Stored items

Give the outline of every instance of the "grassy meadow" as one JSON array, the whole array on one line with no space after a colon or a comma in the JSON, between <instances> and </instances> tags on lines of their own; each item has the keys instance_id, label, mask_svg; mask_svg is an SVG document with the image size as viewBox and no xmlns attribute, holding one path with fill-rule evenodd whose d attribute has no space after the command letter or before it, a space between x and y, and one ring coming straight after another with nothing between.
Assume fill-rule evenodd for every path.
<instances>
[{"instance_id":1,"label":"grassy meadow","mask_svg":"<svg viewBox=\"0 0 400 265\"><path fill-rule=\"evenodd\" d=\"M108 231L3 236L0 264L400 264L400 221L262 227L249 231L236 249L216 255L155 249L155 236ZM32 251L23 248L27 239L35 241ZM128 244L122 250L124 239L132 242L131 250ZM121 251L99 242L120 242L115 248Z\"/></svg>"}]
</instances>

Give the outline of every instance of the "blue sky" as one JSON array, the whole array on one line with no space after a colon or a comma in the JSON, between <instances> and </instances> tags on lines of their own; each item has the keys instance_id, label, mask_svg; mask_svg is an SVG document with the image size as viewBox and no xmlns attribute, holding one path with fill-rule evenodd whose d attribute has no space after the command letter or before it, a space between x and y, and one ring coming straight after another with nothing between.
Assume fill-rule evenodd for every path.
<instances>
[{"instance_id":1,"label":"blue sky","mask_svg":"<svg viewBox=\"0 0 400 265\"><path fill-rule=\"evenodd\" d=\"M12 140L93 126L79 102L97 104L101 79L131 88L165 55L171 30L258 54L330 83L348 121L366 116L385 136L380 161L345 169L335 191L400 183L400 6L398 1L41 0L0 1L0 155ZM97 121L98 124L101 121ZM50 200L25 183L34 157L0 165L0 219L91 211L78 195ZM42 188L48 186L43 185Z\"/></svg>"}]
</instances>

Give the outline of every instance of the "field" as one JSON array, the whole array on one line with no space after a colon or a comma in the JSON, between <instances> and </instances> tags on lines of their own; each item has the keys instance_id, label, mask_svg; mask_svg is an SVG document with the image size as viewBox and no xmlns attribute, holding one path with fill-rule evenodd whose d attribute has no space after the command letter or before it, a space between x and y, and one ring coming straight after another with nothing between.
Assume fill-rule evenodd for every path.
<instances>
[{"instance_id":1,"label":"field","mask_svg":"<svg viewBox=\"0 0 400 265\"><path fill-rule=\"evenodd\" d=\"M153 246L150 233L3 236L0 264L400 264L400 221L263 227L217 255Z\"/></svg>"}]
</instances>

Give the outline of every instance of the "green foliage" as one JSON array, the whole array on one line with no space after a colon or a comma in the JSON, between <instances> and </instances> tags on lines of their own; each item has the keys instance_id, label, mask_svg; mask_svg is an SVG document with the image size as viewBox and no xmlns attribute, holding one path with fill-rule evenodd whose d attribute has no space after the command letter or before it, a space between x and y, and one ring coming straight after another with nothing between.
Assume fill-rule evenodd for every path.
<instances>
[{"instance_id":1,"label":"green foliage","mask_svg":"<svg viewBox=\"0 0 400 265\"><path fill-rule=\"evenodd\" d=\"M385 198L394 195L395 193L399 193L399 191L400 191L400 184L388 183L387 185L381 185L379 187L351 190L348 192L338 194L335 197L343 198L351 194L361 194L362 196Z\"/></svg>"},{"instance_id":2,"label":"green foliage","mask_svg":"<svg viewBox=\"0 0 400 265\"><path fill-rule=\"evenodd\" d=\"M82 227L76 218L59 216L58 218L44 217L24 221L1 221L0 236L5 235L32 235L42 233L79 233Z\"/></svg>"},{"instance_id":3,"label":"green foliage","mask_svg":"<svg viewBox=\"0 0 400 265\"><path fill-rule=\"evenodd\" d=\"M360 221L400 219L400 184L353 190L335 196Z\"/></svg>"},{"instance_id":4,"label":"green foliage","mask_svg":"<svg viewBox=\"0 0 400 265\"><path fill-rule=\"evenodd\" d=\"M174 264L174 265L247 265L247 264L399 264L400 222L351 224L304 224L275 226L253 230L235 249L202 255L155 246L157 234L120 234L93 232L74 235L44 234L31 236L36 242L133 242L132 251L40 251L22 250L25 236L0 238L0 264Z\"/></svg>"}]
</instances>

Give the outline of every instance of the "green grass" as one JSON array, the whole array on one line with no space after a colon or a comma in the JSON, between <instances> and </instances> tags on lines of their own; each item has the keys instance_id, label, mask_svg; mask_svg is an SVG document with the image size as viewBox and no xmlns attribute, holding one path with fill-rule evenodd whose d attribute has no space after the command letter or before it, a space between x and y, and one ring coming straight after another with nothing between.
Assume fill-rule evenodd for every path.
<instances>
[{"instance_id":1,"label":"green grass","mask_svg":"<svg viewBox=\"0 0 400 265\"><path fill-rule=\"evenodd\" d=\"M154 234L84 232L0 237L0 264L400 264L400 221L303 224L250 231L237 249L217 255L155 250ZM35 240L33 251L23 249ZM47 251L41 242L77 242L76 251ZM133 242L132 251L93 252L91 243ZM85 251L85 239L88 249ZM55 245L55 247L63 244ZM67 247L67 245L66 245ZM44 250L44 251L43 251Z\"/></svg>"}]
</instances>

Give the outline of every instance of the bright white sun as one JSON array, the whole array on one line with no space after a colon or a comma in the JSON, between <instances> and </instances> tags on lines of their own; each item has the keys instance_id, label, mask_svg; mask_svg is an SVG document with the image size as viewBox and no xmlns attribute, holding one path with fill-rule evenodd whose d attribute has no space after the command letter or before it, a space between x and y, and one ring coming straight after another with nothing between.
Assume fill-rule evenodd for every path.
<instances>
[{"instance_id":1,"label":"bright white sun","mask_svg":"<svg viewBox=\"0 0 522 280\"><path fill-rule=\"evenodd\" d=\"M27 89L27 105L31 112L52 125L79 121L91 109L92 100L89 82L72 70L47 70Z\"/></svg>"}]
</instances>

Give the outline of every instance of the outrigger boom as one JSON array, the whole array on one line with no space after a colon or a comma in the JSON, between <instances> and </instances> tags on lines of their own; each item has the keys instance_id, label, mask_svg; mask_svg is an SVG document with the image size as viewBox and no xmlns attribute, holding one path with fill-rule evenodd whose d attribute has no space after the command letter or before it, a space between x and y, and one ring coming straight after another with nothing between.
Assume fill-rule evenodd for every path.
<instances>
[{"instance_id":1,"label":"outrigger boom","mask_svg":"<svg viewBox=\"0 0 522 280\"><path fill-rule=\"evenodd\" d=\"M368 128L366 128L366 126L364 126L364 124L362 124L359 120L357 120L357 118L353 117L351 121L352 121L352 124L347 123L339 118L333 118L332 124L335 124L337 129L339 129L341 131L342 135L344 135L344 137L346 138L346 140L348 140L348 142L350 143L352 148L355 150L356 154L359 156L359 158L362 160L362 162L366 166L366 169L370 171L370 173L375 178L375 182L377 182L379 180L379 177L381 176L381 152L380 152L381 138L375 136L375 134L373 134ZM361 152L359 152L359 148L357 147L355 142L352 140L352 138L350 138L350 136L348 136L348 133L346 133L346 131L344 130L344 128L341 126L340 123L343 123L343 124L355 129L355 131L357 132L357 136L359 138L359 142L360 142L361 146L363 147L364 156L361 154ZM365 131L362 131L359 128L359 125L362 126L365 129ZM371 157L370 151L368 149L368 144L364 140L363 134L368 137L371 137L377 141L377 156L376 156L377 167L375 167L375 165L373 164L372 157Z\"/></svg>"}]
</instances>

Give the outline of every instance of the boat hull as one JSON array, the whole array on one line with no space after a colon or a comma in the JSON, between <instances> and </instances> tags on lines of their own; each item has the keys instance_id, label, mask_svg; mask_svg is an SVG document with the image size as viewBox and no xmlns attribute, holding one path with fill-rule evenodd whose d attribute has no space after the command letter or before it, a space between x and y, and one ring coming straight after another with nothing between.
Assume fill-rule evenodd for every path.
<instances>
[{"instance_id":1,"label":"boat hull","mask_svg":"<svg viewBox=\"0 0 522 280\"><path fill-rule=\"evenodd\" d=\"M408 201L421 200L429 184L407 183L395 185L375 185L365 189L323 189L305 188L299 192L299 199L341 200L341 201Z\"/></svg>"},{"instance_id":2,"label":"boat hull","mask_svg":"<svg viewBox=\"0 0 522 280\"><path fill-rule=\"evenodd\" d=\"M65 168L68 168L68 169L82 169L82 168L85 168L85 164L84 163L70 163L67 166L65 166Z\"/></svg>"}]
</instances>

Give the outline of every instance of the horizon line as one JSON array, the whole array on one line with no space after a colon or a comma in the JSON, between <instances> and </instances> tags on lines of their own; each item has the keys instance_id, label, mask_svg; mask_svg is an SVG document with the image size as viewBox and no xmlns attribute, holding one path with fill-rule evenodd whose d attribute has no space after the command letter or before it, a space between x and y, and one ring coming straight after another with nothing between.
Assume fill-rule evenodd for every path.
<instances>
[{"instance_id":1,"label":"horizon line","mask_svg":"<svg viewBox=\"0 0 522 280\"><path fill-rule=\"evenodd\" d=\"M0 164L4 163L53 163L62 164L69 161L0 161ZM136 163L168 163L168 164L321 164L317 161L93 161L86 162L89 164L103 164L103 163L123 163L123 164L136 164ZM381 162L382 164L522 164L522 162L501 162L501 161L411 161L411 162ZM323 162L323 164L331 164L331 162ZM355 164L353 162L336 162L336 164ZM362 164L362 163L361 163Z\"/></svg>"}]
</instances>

Task statement:
Taking the line with "Give the outline of every instance of the horizon" as the start and the last line of the data above as the end, write out those two lines and every line between them exactly, and only those.

Task solution:
Give the outline of every instance of the horizon line as one JSON array, the whole array on one line with no space after a colon or a comma in the JSON, between <instances> and </instances> tags on lines of their own; each item has the keys instance_id, label, mask_svg; mask_svg is an SVG document with the image size as viewBox and no xmlns attribute, holding one path with fill-rule evenodd whose d attribute has no space after the command letter or before it, a space between x and y, and one ring coming straight after another with nothing between.
Assume fill-rule evenodd for every path.
<instances>
[{"instance_id":1,"label":"horizon line","mask_svg":"<svg viewBox=\"0 0 522 280\"><path fill-rule=\"evenodd\" d=\"M0 164L4 163L53 163L62 164L69 161L0 161ZM136 163L168 163L168 164L321 164L317 161L93 161L86 162L89 164L103 164L103 163L123 163L123 164L136 164ZM381 162L382 164L522 164L522 162L501 162L501 161L411 161L411 162ZM323 162L323 164L331 164L331 162ZM355 164L353 162L336 162L336 164ZM362 164L362 163L361 163Z\"/></svg>"}]
</instances>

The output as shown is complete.